■ **READING TEXT**:
With a long wait ahead of us for MLB to return, we’ve compiled a list of baseball books and movies to hold you over until the season finally starts.
Nine Innings by Daniel Okrent: Yes, we realize “a single random game from June 1982” doesn’t sound like the most compelling premise for a book to read in 2020. But it’s worth it. Okrent does an incredible job of using that one game to communicate so much more about the sport, and, perhaps particularly notable now, he captures the rhythm of baseball as beautifully as any written word ever could. (We’d link you the boxscore—Orioles-Brewers, June 10, 1982—but why would you want to spoil the ending?)
A Whole Different Ball Game by Marvin Miller: The first leader of the MLBPA, Miller covers just what it took to build the strongest union in professional sports. Even if you think you know this history, Miller’s memoir is loaded with detail, and it’s an essential read to understand baseball’s labor relations even now. (This is fun to read next to Bowie Kuhn’s Hardball, for a wildly different perspective on the same time, but if you’re going to choose one, choose Miller: it’s surprisingly funny!)
The Only Rule Is It Has To Work by Ben Lindbergh and Sam Miller: The synopsis may seem straightforward—two stat nerds take over an indy-ball team—but Lindbergh and Miller write about their summer managing the Sonoma Stompers with a heart that transcends the plot. Don’t particularly care for stat nerds? Doesn’t matter. TORIIHTW is a pure baseball book more than anything else. Remember, the closer’s the closer because he’s the closer, man.
Joe DiMaggio: The Hero’s Life by Richard Ben Cramer: The best baseball biography I’ve ever read peels back the myths of DiMaggio. Starting with DiMaggio’s childhood in San Francisco, the book follows him through his playing days, his marriage to Marilyn Monroe and his final days as a memorabilia signing machine. Cramer reveals the most honest portrait of DiMaggio, the version he didn’t want us to see.
The Summer Game by Roger Angell: Perfect for those of us longing for the blissful days at the ballpark, Angell documents baseball from the fan’s perspective over the course of 10 years, beginning in 1962, the Mets’ inaugural season. It’s beautiful and exciting, with the perfect mixture of nostalgia and hope for the future. This the closest thing you’ll get to baseball in book form.
Stolen Bases: Why American Girls Don’t Play Baseball by Jennifer Ring: If your knowledge of women’s baseball begins and ends with what you saw in A League of Their Own, there’s way more to dig into. Ring does some incredible research in tracing the history of women in the game, from the nineteenth century to today.
A League of Their Own is smart, funny and endearing, depicting the importance of baseball in our society. If only the All American Girls Baseball League was immune to the coronavirus. (Available to rent on Amazon Prime)
Bull Durham: I mean, how could we have this list without this one? (#1!) (Available for free with ads on Amazon Prime, or to rent)

■ **LISTED RECORDS**:
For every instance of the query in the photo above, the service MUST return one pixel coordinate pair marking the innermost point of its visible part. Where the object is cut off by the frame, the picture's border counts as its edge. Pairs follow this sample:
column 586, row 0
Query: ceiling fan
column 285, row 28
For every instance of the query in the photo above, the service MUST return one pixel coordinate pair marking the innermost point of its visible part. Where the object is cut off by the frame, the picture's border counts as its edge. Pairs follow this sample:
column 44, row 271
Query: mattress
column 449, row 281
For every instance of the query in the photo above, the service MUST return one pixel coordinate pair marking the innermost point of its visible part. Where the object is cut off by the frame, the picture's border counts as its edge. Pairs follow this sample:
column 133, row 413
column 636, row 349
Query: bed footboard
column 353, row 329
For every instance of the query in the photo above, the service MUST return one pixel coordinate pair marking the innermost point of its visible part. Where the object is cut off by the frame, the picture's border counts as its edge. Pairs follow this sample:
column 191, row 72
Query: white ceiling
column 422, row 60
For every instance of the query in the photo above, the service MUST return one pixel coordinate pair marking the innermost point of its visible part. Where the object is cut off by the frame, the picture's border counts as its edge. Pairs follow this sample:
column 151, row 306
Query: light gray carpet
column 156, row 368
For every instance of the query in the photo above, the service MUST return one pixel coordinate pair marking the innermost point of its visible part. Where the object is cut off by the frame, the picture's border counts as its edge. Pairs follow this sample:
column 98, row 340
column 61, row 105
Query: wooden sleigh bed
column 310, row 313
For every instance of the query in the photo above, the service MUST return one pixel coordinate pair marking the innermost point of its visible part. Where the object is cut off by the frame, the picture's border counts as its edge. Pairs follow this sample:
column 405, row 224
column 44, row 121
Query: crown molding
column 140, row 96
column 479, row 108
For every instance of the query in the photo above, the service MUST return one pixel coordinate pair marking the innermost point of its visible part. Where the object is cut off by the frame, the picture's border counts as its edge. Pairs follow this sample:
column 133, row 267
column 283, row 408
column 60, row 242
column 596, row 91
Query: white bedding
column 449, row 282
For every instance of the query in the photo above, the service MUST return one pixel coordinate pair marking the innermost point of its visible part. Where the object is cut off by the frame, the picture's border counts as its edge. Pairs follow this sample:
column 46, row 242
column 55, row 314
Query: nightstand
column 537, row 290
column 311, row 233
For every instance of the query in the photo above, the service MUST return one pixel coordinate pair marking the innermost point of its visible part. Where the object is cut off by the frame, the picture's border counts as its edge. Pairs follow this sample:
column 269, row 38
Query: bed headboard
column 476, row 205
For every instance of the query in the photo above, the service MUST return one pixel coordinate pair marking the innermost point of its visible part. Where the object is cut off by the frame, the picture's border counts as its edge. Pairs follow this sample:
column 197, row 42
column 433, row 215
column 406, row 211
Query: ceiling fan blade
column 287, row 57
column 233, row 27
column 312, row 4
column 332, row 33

■ **BRIEF A**: Transcribe the list of baseball books and movies starting with "Joe DiMaggio: The" and going on through "in book form.".
■ **BRIEF B**: In the list of baseball books and movies, which team did Ben Lindbergh and Sam Miller manage for a summer?

■ **PROBLEM SOLUTION A**:
Joe DiMaggio: The Hero’s Life by Richard Ben Cramer: The best baseball biography I’ve ever read peels back the myths of DiMaggio. Starting with DiMaggio’s childhood in San Francisco, the book follows him through his playing days, his marriage to Marilyn Monroe and his final days as a memorabilia signing machine. Cramer reveals the most honest portrait of DiMaggio, the version he didn’t want us to see.
The Summer Game by Roger Angell: Perfect for those of us longing for the blissful days at the ballpark, Angell documents baseball from the fan’s perspective over the course of 10 years, beginning in 1962, the Mets’ inaugural season. It’s beautiful and exciting, with the perfect mixture of nostalgia and hope for the future. This the closest thing you’ll get to baseball in book form.

■ **PROBLEM SOLUTION B**: The Sonoma Stompers.